いかるぎ薬局日記その他
23.06.14
薬の話アラカルト(第3回)
2023年6月5日(月)
今回は、『薬と食の相互作用』についてのお話です。
1.薬どうしの相互作用、2.食品どうしの相互作用、3.薬と食品の相互作用 の順にお話します。
今回の担当は、いかるぎ薬局 金本薬剤師です。
まずは、「薬どうしの相互作用」です。
私たちが医療機関を受診して処方してもらう医薬品どうしの相互作用の確認は、薬剤師に任せましょう。その際に他の医療機関で処方されている薬との相互作用もきちんと確認してもらうためにお薬手帳を必ず持参してください。もし、ドラッグストアなどで買い求めた薬やサプリメントなどがあったら、そのことも忘れずに薬剤師にお話しください。

本文の設問
1 – 本文では、お薬手帳を必ず持って行くように書かれています。その理由を1～3文で説明してください。
2 – 本文の中から、「今回は、『薬と食の相互作用』についてのお話です。」を含む言葉で始まり「ずに薬剤師にお話しください。」で終わる部分を、一字も変えずに書き写してください。
この後の行は、本文とは別の資料です。

(データ項目)
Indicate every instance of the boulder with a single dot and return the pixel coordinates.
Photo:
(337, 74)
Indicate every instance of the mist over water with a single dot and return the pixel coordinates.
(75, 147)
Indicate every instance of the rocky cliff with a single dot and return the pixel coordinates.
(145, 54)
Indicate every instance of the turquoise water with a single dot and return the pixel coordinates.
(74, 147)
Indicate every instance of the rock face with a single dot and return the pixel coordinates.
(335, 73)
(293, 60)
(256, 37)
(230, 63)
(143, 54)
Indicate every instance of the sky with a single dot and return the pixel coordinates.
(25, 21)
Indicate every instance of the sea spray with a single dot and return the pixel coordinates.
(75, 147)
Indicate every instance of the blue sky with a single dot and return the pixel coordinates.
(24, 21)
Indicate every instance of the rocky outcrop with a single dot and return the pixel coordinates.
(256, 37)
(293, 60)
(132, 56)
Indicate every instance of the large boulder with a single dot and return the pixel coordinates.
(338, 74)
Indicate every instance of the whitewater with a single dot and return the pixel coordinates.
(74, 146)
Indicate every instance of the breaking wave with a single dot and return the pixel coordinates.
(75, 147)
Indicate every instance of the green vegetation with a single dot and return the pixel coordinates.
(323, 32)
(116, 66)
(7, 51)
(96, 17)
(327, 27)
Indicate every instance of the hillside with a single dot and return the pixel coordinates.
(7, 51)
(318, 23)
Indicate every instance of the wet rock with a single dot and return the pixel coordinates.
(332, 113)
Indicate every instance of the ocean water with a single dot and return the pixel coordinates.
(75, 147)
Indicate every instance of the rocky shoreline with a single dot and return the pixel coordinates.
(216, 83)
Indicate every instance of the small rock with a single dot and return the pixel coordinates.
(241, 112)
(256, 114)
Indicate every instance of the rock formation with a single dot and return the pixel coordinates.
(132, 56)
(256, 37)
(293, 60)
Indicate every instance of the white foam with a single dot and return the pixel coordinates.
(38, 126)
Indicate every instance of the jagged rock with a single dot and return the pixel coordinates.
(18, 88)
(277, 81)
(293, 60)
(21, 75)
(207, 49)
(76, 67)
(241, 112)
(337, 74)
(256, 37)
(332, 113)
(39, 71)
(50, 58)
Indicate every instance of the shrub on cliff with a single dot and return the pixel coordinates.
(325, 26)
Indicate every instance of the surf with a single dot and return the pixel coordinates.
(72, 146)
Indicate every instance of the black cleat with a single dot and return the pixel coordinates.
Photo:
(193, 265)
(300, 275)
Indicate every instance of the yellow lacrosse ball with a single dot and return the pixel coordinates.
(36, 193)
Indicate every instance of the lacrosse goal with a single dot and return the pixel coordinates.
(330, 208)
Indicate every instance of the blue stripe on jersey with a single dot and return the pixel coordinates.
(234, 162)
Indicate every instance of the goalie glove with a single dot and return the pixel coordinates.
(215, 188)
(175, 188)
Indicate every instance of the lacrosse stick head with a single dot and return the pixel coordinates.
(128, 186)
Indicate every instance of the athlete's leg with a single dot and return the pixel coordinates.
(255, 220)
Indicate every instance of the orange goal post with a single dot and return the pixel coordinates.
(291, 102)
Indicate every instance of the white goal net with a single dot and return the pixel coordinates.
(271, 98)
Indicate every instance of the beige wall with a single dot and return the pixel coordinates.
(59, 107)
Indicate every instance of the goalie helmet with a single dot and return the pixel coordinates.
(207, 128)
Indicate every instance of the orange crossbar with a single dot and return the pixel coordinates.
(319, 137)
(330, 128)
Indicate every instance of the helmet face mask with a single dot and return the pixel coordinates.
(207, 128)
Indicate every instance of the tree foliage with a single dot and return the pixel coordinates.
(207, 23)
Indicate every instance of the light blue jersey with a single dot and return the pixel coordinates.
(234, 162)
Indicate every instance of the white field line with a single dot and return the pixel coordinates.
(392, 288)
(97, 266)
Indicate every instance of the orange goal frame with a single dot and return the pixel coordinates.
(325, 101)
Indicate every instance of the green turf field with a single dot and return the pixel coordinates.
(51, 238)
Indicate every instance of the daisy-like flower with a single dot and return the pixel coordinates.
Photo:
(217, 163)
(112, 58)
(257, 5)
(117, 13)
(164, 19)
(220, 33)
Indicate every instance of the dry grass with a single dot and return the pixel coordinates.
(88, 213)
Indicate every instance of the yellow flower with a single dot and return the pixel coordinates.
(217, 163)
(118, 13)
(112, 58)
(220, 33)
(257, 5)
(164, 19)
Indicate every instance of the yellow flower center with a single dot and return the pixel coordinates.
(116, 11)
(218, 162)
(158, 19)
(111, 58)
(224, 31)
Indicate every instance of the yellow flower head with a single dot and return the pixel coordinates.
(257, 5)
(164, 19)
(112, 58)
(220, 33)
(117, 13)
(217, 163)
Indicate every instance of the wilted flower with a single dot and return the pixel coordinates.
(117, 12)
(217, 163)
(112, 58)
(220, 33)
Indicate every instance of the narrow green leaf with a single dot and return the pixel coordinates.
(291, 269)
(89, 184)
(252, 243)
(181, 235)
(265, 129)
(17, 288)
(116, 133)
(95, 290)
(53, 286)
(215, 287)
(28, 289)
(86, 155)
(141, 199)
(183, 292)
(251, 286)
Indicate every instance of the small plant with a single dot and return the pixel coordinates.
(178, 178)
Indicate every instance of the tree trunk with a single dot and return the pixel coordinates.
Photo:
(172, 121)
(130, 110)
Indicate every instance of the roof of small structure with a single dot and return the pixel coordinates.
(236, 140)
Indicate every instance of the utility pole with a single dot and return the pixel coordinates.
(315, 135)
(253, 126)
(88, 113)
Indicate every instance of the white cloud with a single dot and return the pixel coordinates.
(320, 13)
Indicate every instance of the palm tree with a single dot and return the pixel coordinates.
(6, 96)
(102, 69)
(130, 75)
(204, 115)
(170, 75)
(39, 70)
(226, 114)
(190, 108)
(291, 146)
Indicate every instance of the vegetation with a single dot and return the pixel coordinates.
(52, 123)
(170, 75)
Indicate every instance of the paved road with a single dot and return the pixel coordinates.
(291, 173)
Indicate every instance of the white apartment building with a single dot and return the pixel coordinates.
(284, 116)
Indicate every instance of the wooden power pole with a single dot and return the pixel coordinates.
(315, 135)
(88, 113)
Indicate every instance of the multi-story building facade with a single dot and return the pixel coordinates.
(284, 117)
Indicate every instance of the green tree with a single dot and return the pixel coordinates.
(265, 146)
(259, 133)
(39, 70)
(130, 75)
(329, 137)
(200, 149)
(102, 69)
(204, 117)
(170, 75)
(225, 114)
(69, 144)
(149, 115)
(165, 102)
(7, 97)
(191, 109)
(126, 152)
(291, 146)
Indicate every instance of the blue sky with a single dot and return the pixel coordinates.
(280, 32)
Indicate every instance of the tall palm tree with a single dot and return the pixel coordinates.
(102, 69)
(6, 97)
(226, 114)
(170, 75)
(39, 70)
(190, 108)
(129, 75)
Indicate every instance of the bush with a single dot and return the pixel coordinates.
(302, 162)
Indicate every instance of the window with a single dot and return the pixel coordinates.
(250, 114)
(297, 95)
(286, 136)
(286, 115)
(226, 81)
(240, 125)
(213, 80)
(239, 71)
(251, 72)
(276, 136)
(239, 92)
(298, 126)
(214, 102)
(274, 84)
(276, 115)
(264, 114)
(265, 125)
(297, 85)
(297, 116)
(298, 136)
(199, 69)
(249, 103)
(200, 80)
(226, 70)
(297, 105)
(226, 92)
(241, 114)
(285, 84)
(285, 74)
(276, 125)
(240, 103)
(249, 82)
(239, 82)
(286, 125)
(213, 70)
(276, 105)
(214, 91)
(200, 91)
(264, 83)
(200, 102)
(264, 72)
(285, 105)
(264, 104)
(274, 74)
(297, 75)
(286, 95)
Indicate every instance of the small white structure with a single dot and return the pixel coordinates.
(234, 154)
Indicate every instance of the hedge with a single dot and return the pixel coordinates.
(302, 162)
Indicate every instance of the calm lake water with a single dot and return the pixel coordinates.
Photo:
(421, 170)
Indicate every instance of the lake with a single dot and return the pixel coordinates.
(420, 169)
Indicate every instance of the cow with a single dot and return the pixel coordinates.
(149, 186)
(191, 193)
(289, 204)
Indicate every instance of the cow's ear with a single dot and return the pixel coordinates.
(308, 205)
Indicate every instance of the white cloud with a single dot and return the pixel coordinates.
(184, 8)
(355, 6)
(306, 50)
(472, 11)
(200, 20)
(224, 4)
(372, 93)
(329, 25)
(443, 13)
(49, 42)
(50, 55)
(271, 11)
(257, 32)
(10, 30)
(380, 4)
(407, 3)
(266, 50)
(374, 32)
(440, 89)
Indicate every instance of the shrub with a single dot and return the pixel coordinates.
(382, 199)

回答
1 – 他の医療機関で処方されている薬との相互作用も、薬剤師にきちんと確認してもらうためです。

2 –
今回は、『薬と食の相互作用』についてのお話です。
1.薬どうしの相互作用、2.食品どうしの相互作用、3.薬と食品の相互作用 の順にお話します。
今回の担当は、いかるぎ薬局 金本薬剤師です。
まずは、「薬どうしの相互作用」です。
私たちが医療機関を受診して処方してもらう医薬品どうしの相互作用の確認は、薬剤師に任せましょう。その際に他の医療機関で処方されている薬との相互作用もきちんと確認してもらうためにお薬手帳を必ず持参してください。もし、ドラッグストアなどで買い求めた薬やサプリメントなどがあったら、そのことも忘れずに薬剤師にお話しください。